═══ Datos del ejercicio

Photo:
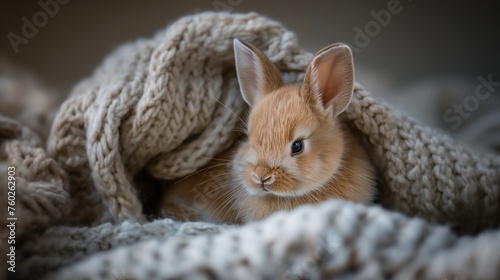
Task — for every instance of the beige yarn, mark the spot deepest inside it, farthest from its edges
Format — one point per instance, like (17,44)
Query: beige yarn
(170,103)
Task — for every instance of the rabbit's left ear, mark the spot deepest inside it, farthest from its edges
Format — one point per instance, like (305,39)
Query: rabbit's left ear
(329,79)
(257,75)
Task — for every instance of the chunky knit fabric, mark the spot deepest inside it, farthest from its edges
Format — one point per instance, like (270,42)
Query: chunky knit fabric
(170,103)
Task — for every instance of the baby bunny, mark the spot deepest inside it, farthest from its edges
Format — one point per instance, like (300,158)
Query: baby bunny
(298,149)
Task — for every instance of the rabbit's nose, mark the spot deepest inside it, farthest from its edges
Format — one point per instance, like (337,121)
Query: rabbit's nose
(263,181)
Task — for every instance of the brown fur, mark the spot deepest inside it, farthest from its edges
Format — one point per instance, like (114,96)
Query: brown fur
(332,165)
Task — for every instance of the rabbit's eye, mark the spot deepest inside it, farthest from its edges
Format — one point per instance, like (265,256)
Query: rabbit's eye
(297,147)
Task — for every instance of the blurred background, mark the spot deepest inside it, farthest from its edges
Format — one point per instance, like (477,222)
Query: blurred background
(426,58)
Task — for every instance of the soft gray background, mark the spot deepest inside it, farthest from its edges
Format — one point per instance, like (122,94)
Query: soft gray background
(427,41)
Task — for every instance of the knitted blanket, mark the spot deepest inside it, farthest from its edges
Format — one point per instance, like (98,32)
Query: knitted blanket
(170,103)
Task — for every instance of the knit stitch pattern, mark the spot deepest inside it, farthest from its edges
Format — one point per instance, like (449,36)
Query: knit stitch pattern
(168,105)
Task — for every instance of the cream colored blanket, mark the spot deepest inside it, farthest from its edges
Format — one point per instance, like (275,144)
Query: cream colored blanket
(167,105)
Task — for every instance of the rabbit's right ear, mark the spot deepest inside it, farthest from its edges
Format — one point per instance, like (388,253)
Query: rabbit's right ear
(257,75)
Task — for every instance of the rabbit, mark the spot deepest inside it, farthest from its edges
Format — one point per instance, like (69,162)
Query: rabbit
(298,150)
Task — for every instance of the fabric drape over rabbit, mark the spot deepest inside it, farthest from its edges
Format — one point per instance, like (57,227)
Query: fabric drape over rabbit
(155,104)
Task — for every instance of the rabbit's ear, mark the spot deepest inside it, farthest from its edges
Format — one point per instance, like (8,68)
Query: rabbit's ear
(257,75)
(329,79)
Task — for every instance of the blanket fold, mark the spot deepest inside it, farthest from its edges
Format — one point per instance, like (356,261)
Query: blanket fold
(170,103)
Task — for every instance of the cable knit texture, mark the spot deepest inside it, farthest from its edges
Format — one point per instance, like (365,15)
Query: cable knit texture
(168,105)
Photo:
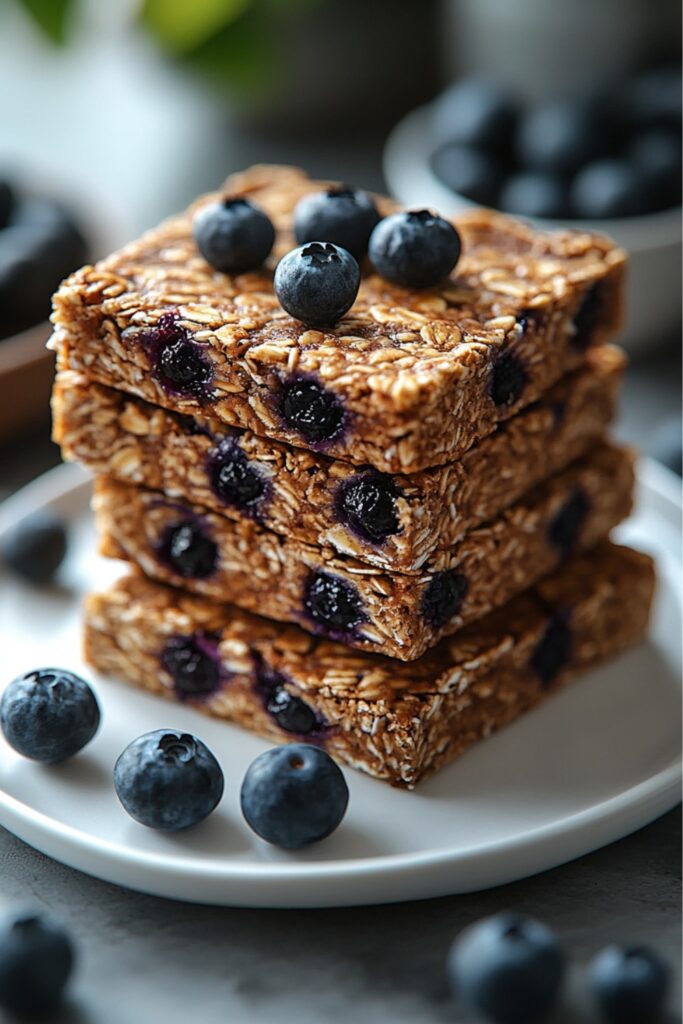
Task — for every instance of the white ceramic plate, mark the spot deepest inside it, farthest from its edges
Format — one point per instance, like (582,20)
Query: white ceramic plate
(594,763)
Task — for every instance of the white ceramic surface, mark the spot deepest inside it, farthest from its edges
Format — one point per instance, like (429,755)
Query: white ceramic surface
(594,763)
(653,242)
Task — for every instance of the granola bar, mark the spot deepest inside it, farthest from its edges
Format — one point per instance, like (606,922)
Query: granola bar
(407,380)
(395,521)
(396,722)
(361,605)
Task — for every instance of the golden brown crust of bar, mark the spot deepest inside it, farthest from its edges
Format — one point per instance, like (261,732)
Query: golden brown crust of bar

══════

• **Tarea asignada**
Devuelve sin ninguna alteración las líneas de los datos que van desde la que contiene "Task — for every instance of the golden" hasta el final de los datos, ambos extremos incluidos.

• **Resultado**
Task — for every instance of the golden brown crust of bar, mark the spot deepest inside it, farthest from its edges
Format — one point per instance, like (261,732)
Query: golden brown crust of bar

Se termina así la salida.